- _SET TASKS_
[1] Decide whether each of the following statements agrees with the JCHR discussion, answering yes or no and quoting the deciding words from it. (a) JCHR computes all cross products only when this is really necessary. (b) The planned "static agenda" would calculate full cross products. (c) The classical CHR example given implements a greater-or-equal solver.
[2] Please write out the passage of the JCHR discussion starting at "JCHR is leaps like, yes, so" and ending at "till this summer.".

- _QUOTED TEXT_
JCHR is leaps like, yes, so it only computes all cross products if this is really necessary.

Mark Proctor schreef:
I take it that JCHR is leaps like, in that it doesn't compute all cross products? I have plans to add a "static agenda" in this rules would fire as they reach the terminal node - it has rete like behaviour and partial matches, but does not calculate full cross products. But won't get onto that till this summer.

Mark
Peter Van Weert wrote:
This depends of course, but I would say in general - and this does not only apply to solvers - there are many cases where you do not need all cross products. As an example, let us consider one classical CHR example, implementing a lesser-or-equal solver:

reflexivity  @ leq(X, X) <=> true.
antisymmetry @ leq(X, Y), leq(Y, X) <=> X = Y.
transitivity @ leq(X, Y), leq(Y, Z) ==> leq(X, Z).

(Source records)
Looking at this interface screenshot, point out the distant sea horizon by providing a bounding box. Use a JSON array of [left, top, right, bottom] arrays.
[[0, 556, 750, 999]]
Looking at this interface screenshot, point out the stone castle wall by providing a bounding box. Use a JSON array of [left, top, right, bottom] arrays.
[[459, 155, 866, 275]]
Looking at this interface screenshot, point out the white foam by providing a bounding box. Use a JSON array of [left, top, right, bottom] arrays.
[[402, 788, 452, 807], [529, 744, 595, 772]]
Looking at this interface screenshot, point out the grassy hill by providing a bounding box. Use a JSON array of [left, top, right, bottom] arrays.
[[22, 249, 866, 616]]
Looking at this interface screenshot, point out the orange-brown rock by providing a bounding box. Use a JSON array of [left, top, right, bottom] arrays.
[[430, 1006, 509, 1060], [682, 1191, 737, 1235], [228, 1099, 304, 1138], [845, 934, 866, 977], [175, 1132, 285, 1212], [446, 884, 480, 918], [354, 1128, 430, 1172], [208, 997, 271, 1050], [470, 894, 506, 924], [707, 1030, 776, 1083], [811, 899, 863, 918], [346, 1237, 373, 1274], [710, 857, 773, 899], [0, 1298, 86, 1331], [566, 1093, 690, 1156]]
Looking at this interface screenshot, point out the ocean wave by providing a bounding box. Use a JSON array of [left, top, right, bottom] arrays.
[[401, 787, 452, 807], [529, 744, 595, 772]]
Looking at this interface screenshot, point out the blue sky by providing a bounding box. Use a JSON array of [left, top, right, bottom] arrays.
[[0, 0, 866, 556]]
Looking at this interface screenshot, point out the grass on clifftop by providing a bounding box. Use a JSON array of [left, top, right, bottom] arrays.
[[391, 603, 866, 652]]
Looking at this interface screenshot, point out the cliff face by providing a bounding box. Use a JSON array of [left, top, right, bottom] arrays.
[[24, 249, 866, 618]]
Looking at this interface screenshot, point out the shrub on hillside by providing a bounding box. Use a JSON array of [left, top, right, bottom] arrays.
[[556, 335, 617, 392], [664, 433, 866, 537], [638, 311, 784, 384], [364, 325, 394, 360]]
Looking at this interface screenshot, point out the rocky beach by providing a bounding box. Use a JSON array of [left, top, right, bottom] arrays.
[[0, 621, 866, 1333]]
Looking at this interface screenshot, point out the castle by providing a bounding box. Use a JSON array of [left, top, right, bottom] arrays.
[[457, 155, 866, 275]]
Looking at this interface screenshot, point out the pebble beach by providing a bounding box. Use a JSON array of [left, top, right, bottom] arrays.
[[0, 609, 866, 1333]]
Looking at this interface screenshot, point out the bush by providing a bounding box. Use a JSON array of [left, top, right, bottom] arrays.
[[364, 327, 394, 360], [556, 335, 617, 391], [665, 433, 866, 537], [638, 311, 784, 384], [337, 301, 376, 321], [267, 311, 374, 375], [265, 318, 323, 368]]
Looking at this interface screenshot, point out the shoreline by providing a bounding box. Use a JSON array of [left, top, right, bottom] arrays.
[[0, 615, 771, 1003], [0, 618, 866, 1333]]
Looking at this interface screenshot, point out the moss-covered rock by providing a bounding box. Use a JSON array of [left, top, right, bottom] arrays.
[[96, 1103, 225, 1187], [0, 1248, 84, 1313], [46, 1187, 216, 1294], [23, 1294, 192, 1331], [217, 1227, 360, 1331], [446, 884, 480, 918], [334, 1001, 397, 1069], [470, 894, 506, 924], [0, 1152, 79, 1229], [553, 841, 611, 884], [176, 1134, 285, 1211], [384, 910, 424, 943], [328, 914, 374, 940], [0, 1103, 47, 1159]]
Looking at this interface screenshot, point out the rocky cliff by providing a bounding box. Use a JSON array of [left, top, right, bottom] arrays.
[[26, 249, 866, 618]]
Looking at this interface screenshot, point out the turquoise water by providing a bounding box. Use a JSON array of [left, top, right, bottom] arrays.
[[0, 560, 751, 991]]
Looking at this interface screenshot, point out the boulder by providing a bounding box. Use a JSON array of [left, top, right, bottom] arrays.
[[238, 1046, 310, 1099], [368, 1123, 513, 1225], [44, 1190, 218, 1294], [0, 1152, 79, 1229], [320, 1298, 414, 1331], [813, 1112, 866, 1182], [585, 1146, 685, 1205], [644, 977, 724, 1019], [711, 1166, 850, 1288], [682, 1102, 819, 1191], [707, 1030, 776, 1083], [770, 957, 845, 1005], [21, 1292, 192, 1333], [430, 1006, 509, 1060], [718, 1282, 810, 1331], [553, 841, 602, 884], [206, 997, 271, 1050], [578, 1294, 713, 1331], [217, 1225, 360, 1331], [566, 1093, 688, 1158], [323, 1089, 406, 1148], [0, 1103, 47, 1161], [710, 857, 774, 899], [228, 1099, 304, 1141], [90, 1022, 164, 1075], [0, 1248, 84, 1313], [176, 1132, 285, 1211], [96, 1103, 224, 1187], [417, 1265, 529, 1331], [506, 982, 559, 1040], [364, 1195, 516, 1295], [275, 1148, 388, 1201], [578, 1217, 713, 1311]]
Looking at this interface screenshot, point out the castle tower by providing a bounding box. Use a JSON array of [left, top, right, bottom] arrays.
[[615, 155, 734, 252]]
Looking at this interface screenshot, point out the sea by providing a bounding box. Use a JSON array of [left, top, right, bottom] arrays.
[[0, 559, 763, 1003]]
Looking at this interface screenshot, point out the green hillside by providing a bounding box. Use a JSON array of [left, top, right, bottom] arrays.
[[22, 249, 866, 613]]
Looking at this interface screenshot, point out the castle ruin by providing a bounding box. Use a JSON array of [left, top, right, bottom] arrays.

- _RESPONSES IN ORDER_
[1]
(a) Yes: "so it only computes all cross products if this is really necessary."
(b) No: "but does not calculate full cross products."
(c) No: "implementing a lesser-or-equal solver"

[2]
JCHR is leaps like, yes, so it only computes all cross products if this is really necessary.

Mark Proctor schreef:
I take it that JCHR is leaps like, in that it doesn't compute all cross products? I have plans to add a "static agenda" in this rules would fire as they reach the terminal node - it has rete like behaviour and partial matches, but does not calculate full cross products. But won't get onto that till this summer.